Task goal: In the records that follow, count the lines where the string "green" appears, and give the count with nothing added.

[Data extracted from a collection]

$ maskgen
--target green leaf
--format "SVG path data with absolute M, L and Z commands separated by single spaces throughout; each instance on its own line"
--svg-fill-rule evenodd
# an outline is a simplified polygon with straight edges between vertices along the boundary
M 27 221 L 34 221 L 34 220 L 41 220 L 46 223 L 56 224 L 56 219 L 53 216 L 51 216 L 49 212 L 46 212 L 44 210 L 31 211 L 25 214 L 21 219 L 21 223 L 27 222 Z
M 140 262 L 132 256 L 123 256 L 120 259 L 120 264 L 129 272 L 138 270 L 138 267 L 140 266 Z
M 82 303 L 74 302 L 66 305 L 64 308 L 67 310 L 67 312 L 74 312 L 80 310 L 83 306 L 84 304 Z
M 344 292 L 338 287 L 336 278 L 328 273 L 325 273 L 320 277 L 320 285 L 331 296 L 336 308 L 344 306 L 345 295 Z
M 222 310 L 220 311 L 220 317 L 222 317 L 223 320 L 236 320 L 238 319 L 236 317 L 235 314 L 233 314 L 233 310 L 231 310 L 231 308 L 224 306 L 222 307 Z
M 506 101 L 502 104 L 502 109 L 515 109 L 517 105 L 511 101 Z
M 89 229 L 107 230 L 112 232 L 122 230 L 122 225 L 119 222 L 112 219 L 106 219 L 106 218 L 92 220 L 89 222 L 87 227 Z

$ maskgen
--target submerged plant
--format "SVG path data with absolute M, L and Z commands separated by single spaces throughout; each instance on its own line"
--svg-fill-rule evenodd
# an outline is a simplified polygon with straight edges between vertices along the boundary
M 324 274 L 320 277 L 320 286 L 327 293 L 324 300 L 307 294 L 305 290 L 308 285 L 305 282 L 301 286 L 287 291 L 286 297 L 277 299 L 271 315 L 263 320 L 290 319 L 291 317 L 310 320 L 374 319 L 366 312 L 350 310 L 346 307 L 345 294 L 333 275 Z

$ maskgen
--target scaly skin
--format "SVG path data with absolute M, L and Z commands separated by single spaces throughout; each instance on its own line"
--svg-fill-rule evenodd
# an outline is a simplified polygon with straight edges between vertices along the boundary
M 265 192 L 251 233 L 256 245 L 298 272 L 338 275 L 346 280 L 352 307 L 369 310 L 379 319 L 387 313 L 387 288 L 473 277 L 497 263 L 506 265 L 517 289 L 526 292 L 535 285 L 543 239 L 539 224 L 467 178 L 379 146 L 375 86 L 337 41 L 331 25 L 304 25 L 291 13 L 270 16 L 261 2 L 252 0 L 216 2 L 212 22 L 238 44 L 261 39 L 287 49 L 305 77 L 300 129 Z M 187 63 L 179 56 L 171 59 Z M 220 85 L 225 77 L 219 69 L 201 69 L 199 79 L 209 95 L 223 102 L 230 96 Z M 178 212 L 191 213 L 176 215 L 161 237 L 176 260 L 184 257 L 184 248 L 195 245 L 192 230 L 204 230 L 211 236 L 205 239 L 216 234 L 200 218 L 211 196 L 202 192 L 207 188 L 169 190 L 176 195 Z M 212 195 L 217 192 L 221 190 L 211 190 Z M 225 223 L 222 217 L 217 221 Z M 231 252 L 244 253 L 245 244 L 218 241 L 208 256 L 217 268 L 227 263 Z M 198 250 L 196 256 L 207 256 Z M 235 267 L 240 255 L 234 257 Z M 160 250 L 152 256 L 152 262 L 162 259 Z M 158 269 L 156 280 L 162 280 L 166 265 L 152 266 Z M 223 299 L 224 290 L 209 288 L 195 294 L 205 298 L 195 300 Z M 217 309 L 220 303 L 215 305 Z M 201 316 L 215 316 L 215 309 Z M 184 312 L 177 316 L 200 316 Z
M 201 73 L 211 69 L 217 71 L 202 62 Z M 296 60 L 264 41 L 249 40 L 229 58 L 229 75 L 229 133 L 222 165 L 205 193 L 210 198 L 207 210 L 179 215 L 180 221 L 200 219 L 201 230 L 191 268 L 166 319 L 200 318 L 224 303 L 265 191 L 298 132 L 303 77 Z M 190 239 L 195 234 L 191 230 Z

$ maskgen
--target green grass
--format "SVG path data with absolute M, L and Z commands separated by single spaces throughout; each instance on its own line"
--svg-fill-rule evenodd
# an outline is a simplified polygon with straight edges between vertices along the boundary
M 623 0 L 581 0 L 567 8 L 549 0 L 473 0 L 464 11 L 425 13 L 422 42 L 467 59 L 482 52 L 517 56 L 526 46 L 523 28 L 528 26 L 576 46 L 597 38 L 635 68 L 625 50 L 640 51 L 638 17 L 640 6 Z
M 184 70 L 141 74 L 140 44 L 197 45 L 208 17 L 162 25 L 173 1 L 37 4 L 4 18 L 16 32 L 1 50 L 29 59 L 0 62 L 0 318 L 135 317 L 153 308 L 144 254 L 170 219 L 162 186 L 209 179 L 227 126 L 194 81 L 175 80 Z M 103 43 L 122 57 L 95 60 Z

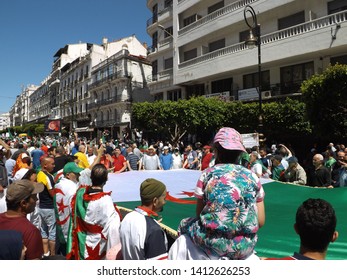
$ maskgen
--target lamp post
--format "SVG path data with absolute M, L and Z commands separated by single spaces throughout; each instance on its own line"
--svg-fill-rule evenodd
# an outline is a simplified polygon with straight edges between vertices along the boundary
M 252 20 L 249 21 L 247 19 L 247 13 L 251 15 Z M 261 40 L 260 40 L 260 24 L 257 21 L 257 15 L 252 8 L 252 6 L 247 5 L 245 9 L 243 10 L 243 17 L 245 19 L 246 24 L 249 27 L 249 36 L 245 41 L 245 45 L 252 49 L 255 46 L 258 46 L 258 94 L 259 94 L 259 123 L 258 123 L 258 129 L 259 129 L 259 142 L 262 144 L 264 142 L 264 135 L 263 135 L 263 99 L 261 95 Z

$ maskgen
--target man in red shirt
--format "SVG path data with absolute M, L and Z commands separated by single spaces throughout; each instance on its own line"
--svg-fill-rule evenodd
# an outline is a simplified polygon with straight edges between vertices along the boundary
M 203 156 L 201 160 L 201 170 L 205 170 L 206 168 L 209 167 L 210 161 L 213 157 L 213 153 L 211 153 L 211 147 L 208 145 L 205 145 L 202 148 L 203 151 Z
M 112 164 L 114 167 L 114 169 L 113 169 L 114 173 L 121 173 L 121 172 L 125 171 L 127 168 L 127 160 L 121 154 L 119 147 L 116 147 L 113 151 Z
M 40 231 L 26 218 L 35 210 L 37 194 L 44 189 L 43 184 L 30 180 L 17 180 L 9 185 L 6 193 L 7 211 L 0 214 L 0 230 L 15 230 L 23 235 L 27 248 L 25 259 L 41 259 L 43 255 Z

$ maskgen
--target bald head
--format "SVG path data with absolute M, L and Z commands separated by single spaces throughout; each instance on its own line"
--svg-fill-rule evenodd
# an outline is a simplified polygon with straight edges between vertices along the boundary
M 42 171 L 52 172 L 54 169 L 54 158 L 52 157 L 44 157 L 41 160 L 41 168 Z
M 78 147 L 78 151 L 81 152 L 81 153 L 84 153 L 84 152 L 86 151 L 86 146 L 80 145 L 80 146 Z
M 321 154 L 315 154 L 312 159 L 313 165 L 317 168 L 323 165 L 324 157 Z

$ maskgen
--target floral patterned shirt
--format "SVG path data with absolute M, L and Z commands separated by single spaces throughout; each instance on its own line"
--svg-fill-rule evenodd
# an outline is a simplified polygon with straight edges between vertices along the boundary
M 185 219 L 179 233 L 188 234 L 206 254 L 246 259 L 257 242 L 257 202 L 264 190 L 256 174 L 241 165 L 217 164 L 202 172 L 195 197 L 204 201 L 199 219 Z

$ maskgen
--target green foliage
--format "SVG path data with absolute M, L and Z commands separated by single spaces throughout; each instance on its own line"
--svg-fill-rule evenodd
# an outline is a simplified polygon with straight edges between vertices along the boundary
M 329 66 L 303 82 L 301 91 L 313 132 L 322 139 L 346 139 L 347 65 Z
M 271 102 L 263 106 L 264 132 L 273 139 L 286 135 L 306 136 L 311 133 L 303 102 L 287 98 L 284 102 Z
M 44 124 L 38 124 L 35 128 L 35 135 L 43 135 L 45 131 L 45 126 Z
M 226 106 L 217 98 L 134 103 L 133 125 L 160 133 L 177 142 L 187 132 L 207 131 L 225 121 Z
M 240 133 L 258 130 L 259 103 L 225 102 L 218 98 L 198 97 L 189 100 L 135 103 L 133 125 L 145 131 L 159 133 L 176 142 L 187 132 L 207 134 L 230 126 Z M 306 120 L 304 103 L 286 99 L 263 104 L 263 124 L 266 137 L 283 139 L 311 132 Z

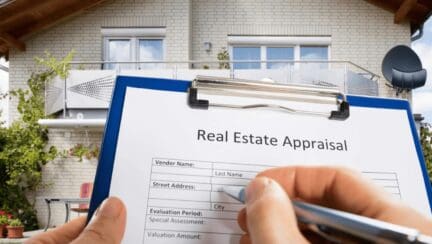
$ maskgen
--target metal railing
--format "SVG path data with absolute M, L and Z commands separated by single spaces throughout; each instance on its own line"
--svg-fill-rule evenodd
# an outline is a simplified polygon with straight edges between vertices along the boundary
M 66 80 L 57 78 L 45 89 L 47 113 L 63 110 L 66 117 L 68 109 L 108 108 L 114 79 L 119 74 L 183 80 L 192 80 L 196 75 L 271 80 L 332 86 L 347 94 L 369 96 L 378 95 L 380 78 L 342 60 L 74 61 Z
M 187 61 L 72 61 L 71 65 L 72 67 L 78 67 L 80 69 L 86 69 L 85 66 L 91 66 L 95 67 L 95 65 L 99 66 L 99 69 L 108 69 L 106 65 L 114 64 L 117 65 L 117 68 L 115 69 L 118 72 L 121 72 L 122 66 L 121 65 L 140 65 L 140 64 L 153 64 L 153 65 L 164 65 L 164 66 L 170 66 L 174 70 L 177 68 L 187 65 L 189 69 L 199 69 L 200 67 L 195 67 L 195 65 L 201 64 L 201 65 L 220 65 L 220 64 L 228 64 L 228 69 L 230 70 L 230 74 L 233 74 L 233 71 L 235 70 L 234 66 L 235 64 L 253 64 L 253 63 L 259 63 L 259 64 L 286 64 L 288 67 L 296 67 L 296 64 L 328 64 L 330 66 L 332 65 L 339 65 L 343 66 L 345 70 L 348 69 L 354 69 L 358 71 L 358 74 L 360 75 L 367 75 L 370 77 L 371 80 L 377 80 L 380 78 L 380 76 L 358 64 L 355 64 L 351 61 L 347 60 L 187 60 Z M 262 66 L 262 65 L 261 65 Z M 208 66 L 208 69 L 211 69 L 212 66 Z M 298 66 L 297 66 L 298 67 Z M 202 67 L 201 67 L 202 68 Z M 96 68 L 97 69 L 97 68 Z M 141 68 L 133 67 L 135 70 L 141 70 Z M 207 69 L 207 68 L 203 68 Z M 260 69 L 262 69 L 260 67 Z M 234 78 L 234 77 L 230 77 Z

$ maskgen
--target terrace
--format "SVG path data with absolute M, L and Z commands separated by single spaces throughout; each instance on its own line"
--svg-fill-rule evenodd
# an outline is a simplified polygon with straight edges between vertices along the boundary
M 197 75 L 338 87 L 352 95 L 378 96 L 379 76 L 350 61 L 142 61 L 72 62 L 65 80 L 47 84 L 48 127 L 103 127 L 117 75 L 192 80 Z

Completed exercise: 3